- PROBLEM -
Extract every line of the data below word for word, omitting the pictures.

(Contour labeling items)
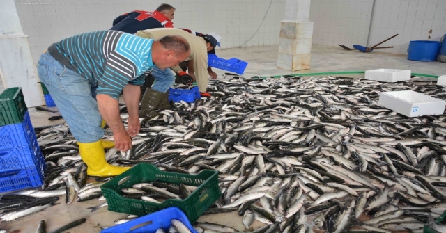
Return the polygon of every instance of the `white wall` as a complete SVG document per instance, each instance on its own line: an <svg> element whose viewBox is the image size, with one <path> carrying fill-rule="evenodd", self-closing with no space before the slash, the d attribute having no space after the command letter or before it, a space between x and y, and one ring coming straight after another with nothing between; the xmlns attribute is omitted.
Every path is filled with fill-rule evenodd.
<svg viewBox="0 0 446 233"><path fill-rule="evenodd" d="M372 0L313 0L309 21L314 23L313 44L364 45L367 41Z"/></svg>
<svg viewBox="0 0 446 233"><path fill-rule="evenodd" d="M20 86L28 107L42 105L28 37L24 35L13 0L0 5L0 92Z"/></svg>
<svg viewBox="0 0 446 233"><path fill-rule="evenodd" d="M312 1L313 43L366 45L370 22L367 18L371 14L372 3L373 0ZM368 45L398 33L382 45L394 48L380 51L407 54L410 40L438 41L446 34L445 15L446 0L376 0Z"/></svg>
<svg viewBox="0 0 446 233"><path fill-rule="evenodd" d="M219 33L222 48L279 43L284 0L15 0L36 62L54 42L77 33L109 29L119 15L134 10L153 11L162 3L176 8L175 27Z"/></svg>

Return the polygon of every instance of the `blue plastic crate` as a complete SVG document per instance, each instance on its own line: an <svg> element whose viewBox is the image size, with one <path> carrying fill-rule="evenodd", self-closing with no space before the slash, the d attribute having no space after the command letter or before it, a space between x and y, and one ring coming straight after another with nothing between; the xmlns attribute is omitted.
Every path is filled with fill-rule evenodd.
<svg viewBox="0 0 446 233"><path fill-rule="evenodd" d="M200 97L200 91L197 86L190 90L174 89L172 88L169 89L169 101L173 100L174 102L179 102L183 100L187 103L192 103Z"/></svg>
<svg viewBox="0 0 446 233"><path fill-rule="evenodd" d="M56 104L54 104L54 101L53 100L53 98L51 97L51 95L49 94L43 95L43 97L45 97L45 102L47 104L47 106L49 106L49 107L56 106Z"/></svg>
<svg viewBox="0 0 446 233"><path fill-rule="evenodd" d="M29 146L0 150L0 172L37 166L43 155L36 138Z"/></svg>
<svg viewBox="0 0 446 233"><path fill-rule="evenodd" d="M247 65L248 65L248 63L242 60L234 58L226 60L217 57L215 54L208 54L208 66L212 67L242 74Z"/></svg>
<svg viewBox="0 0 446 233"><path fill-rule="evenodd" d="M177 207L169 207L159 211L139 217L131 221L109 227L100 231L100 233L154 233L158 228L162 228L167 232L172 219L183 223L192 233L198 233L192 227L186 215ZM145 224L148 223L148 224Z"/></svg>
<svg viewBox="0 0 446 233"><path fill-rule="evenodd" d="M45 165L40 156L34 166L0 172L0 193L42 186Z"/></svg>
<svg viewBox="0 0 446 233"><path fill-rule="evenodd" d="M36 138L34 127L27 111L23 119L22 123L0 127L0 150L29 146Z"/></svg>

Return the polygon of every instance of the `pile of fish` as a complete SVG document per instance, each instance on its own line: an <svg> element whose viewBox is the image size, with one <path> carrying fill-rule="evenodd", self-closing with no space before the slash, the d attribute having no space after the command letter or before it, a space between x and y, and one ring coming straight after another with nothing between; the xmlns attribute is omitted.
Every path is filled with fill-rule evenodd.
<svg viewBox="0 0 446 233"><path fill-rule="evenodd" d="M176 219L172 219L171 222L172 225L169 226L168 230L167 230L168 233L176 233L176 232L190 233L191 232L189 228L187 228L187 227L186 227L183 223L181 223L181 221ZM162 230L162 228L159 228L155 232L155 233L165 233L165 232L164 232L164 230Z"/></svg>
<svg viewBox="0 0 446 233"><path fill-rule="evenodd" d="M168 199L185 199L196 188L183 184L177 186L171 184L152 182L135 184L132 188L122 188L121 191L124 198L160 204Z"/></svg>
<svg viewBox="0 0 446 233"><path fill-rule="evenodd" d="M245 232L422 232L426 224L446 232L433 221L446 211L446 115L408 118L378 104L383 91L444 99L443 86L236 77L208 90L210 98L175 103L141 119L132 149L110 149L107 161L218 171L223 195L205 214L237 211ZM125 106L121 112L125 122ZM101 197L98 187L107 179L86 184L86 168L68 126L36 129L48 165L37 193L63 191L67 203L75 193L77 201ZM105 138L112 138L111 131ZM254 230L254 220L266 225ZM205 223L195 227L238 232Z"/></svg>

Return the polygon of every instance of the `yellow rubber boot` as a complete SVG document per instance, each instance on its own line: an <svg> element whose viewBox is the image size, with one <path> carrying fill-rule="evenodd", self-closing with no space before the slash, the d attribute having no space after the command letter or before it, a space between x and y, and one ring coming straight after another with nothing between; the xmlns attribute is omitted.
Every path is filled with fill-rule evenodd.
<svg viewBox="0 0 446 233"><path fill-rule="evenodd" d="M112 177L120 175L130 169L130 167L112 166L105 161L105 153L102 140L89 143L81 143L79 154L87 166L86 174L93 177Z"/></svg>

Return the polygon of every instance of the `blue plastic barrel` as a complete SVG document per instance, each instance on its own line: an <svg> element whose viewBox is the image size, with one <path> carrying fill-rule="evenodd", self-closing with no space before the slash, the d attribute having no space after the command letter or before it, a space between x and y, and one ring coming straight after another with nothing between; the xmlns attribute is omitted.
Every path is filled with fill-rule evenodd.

- THE OUTPUT -
Return the polygon of every instance of the `white wall` as a complete SVG document per instance, each instance on its own line: an <svg> element whose viewBox is the image size, with one <path> carrying fill-rule="evenodd", self-closing with no space before the slash, the d attribute having no space after the command letter or before it, a space between x and y, and one ring coming straight after another with nothing between; the xmlns attribute is omitted.
Every path is filled with fill-rule evenodd.
<svg viewBox="0 0 446 233"><path fill-rule="evenodd" d="M372 0L313 0L309 21L314 23L313 44L364 45L367 41Z"/></svg>
<svg viewBox="0 0 446 233"><path fill-rule="evenodd" d="M20 86L28 107L42 105L28 37L24 35L13 0L0 5L0 92Z"/></svg>
<svg viewBox="0 0 446 233"><path fill-rule="evenodd" d="M312 1L313 43L366 45L370 22L367 18L371 14L372 3L373 0ZM368 45L398 33L382 45L394 48L380 51L407 54L410 40L438 41L446 34L445 15L446 0L376 0Z"/></svg>
<svg viewBox="0 0 446 233"><path fill-rule="evenodd" d="M219 33L222 48L279 43L284 0L15 0L36 62L54 42L77 33L109 29L119 15L134 10L153 11L162 3L176 8L175 27Z"/></svg>

Return the polygon of every instance of the `blue plastic crate` as a complete SVG document per instance, each instance on its own line: an <svg> element whose viewBox is the image size, with one <path> carrying fill-rule="evenodd", self-closing with no space before the slash, the d attribute having no space after the command letter or before it, a space between x and y, and one ring coming straight after another with nothing between; the xmlns attribute is omitted.
Every path is filled with fill-rule evenodd.
<svg viewBox="0 0 446 233"><path fill-rule="evenodd" d="M200 97L200 91L197 86L190 90L174 89L172 88L169 89L169 101L173 100L174 102L179 102L183 100L187 103L192 103Z"/></svg>
<svg viewBox="0 0 446 233"><path fill-rule="evenodd" d="M56 104L54 104L54 101L53 100L53 98L51 97L51 95L49 94L43 95L43 97L45 97L45 102L47 104L47 106L49 106L49 107L56 106Z"/></svg>
<svg viewBox="0 0 446 233"><path fill-rule="evenodd" d="M29 146L0 150L0 172L37 166L43 155L36 138Z"/></svg>
<svg viewBox="0 0 446 233"><path fill-rule="evenodd" d="M247 65L248 65L248 63L242 60L234 58L226 60L217 57L215 54L208 54L208 66L212 67L242 74Z"/></svg>
<svg viewBox="0 0 446 233"><path fill-rule="evenodd" d="M177 207L169 207L159 211L139 217L131 221L109 227L100 231L100 233L154 233L158 228L162 228L167 232L172 219L183 223L192 233L198 233L192 227L186 215ZM145 224L148 223L148 224Z"/></svg>
<svg viewBox="0 0 446 233"><path fill-rule="evenodd" d="M45 165L40 156L34 166L0 172L0 193L42 186Z"/></svg>
<svg viewBox="0 0 446 233"><path fill-rule="evenodd" d="M36 138L34 127L27 111L23 119L22 123L0 127L0 150L29 146Z"/></svg>

Return the polygon of every instance of the `pile of fish` as a complete SVG document per instance, each instance on its own line: an <svg> element whose viewBox is the image size, with one <path> carrying fill-rule="evenodd", self-closing with no space before the slash, the d attribute having no space after the command letter or before it, a space between x and y, and one ring coming straight after another with nothing between; the xmlns attribute is omitted.
Every path is filled with fill-rule evenodd.
<svg viewBox="0 0 446 233"><path fill-rule="evenodd" d="M176 219L172 219L171 222L172 225L169 226L168 230L167 230L168 233L176 233L176 232L190 233L191 232L189 228L187 228L187 227L186 227L183 223L181 223L181 221ZM162 230L162 228L159 228L155 232L155 233L165 233L165 232L164 232L164 230Z"/></svg>
<svg viewBox="0 0 446 233"><path fill-rule="evenodd" d="M168 199L185 199L196 188L183 184L177 186L171 184L152 182L135 184L132 188L122 188L121 191L124 198L160 204Z"/></svg>
<svg viewBox="0 0 446 233"><path fill-rule="evenodd" d="M245 232L422 232L426 224L446 232L433 221L446 211L446 115L408 118L378 104L383 91L444 99L443 86L236 77L208 90L210 98L175 103L141 119L132 149L110 149L107 161L218 171L223 195L205 214L237 211ZM125 106L121 112L125 122ZM101 197L98 187L107 179L86 184L86 168L68 126L36 129L48 165L37 193L63 191L67 203L75 193L77 201ZM105 138L112 138L111 131ZM254 230L254 220L266 225ZM205 223L195 227L238 232Z"/></svg>

Return the polygon of every instance of the `yellow rubber boot` as a complete SVG document per instance, each instance on its own line: an <svg> element whose viewBox is the image size, with one <path> carrying fill-rule="evenodd", self-closing with no space before the slash, the d attribute having no space after the command letter or before it, a space between x and y, and one ring coming straight after another with nothing between; the xmlns attribute is omitted.
Every path is filled with fill-rule evenodd.
<svg viewBox="0 0 446 233"><path fill-rule="evenodd" d="M112 177L120 175L130 169L130 167L112 166L105 161L105 153L102 140L89 143L81 143L79 154L87 166L86 174L93 177Z"/></svg>

Return the polygon of every instance of the `blue plastic barrel` as a complete SVG document per instance, each instance on its own line: an <svg> element whose viewBox is the image size, with one <path> carrying fill-rule="evenodd", self-closing with no space before the slash, the d attribute having no space after the command letter or before it, a space between x and y, and one ring coming straight after another with nothing between; the xmlns attribute is omitted.
Every path is filled with fill-rule evenodd.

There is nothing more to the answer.